Filter the listing below and return each line containing the string "boot".

------------------------------------------------------------

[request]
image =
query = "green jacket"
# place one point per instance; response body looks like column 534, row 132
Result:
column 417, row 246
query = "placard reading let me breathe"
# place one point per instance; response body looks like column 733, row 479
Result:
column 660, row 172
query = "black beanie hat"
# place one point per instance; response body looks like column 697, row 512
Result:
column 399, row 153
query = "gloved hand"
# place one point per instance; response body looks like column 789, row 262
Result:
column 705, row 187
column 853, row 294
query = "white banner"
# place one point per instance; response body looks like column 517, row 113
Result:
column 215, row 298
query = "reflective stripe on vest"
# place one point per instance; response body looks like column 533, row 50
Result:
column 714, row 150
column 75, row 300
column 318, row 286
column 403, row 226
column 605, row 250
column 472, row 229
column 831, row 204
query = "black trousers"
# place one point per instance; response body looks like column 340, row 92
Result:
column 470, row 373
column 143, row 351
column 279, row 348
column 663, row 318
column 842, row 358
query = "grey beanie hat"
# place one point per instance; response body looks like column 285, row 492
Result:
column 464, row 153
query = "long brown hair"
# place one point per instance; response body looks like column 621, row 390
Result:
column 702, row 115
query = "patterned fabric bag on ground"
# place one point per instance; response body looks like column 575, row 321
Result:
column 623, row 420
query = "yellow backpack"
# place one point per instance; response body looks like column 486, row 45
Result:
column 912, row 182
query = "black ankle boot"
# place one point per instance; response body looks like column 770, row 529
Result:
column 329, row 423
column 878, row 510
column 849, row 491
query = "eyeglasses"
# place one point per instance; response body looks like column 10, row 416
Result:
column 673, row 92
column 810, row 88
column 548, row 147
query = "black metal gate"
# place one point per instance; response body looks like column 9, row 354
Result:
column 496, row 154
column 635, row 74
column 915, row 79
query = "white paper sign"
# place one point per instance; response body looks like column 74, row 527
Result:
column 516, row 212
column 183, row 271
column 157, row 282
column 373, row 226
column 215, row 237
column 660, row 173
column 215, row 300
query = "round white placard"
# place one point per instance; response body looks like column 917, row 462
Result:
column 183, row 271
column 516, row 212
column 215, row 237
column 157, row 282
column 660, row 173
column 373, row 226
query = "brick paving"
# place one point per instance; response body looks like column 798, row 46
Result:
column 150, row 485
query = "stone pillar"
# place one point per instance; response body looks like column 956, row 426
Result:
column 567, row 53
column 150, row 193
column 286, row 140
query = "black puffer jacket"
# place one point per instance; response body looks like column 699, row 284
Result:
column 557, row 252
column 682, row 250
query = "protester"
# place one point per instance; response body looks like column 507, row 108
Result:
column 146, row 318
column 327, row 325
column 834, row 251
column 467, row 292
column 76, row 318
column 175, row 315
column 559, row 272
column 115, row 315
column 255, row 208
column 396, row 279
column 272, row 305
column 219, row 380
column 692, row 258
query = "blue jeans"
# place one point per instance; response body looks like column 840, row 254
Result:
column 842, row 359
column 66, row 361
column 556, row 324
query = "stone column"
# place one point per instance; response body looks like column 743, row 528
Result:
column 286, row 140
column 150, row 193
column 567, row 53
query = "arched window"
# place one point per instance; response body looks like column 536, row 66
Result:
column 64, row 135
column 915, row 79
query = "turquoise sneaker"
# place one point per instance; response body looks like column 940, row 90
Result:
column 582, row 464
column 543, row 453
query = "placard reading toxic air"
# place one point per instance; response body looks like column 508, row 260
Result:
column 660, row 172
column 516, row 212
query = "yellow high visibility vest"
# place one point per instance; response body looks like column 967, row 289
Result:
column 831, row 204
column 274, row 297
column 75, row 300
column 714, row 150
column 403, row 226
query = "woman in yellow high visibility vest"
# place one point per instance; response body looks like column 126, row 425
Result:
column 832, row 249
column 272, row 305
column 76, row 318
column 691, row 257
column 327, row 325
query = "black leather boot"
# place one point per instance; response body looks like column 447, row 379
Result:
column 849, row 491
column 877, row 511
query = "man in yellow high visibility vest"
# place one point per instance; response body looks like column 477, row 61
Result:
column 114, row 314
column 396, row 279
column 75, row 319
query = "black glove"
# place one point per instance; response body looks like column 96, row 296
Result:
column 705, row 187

------------------------------------------------------------

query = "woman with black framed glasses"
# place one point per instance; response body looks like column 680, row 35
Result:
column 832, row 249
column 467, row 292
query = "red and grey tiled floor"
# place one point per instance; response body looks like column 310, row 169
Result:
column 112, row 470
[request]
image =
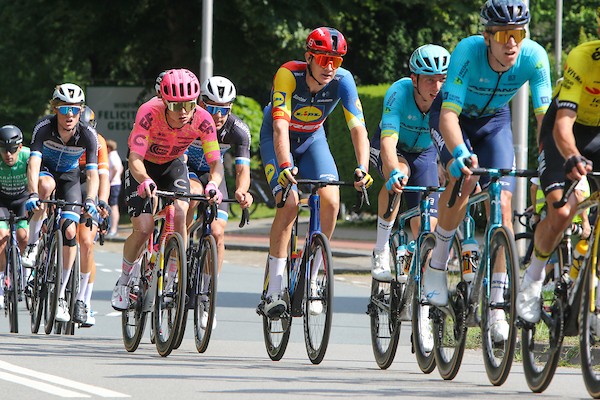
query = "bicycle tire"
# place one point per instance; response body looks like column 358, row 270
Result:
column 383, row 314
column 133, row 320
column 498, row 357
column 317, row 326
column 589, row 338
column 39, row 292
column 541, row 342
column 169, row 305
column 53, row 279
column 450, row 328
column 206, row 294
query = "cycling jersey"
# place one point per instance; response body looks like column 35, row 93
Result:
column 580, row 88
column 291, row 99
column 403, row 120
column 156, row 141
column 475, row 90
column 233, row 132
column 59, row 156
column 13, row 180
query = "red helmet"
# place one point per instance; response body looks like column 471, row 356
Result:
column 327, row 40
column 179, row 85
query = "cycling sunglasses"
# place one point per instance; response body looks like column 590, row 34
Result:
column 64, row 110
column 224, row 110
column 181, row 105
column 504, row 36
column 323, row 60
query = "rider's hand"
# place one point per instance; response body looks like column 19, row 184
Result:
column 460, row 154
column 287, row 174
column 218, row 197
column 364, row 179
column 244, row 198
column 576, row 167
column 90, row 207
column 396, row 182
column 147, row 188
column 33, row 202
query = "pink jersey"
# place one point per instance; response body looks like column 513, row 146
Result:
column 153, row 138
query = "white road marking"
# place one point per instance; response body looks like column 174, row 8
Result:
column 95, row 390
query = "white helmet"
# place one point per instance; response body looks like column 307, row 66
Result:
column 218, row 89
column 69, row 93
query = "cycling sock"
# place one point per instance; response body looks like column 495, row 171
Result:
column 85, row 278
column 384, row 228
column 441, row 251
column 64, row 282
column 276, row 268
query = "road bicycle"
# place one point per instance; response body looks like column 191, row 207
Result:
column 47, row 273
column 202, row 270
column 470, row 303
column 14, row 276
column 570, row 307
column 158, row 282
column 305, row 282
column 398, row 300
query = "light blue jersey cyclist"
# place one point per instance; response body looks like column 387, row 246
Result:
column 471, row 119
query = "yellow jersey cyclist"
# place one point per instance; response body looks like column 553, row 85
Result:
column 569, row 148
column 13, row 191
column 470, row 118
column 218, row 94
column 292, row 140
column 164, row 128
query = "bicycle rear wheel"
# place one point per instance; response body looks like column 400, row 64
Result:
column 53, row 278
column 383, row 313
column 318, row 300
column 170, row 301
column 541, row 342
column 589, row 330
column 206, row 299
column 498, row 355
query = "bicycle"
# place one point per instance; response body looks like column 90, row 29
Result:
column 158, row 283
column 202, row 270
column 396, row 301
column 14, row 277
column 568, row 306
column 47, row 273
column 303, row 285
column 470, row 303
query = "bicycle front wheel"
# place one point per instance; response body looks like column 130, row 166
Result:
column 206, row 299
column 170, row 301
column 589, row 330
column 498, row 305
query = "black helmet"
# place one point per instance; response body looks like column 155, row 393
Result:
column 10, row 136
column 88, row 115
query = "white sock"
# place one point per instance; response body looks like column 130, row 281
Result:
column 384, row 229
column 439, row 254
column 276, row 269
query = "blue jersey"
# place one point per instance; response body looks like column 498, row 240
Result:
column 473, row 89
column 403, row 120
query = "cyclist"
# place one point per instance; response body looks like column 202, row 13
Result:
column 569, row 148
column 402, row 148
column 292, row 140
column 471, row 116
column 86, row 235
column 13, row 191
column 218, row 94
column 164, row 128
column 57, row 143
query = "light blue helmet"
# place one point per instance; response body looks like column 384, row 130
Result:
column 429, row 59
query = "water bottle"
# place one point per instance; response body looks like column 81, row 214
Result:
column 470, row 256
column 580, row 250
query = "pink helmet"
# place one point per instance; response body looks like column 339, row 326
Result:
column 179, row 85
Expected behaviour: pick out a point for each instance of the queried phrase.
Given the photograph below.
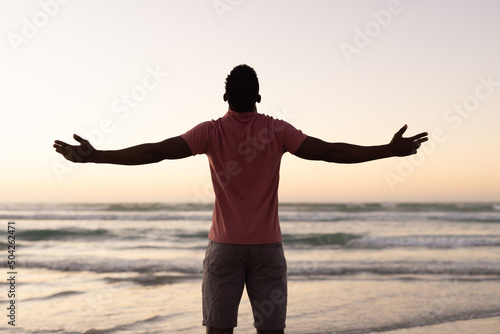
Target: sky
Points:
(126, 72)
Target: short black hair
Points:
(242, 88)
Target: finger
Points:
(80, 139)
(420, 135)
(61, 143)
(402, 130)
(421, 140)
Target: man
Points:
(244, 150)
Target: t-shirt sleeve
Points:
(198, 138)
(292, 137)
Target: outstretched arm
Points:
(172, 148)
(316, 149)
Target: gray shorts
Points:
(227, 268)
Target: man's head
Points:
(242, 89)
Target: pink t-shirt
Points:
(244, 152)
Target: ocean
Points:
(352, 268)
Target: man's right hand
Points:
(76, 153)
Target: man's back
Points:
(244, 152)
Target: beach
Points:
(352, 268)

------------------------------------------------------------

=== PROBLEM SOLUTION ===
query = "black ankle boot"
query = "black leather boot"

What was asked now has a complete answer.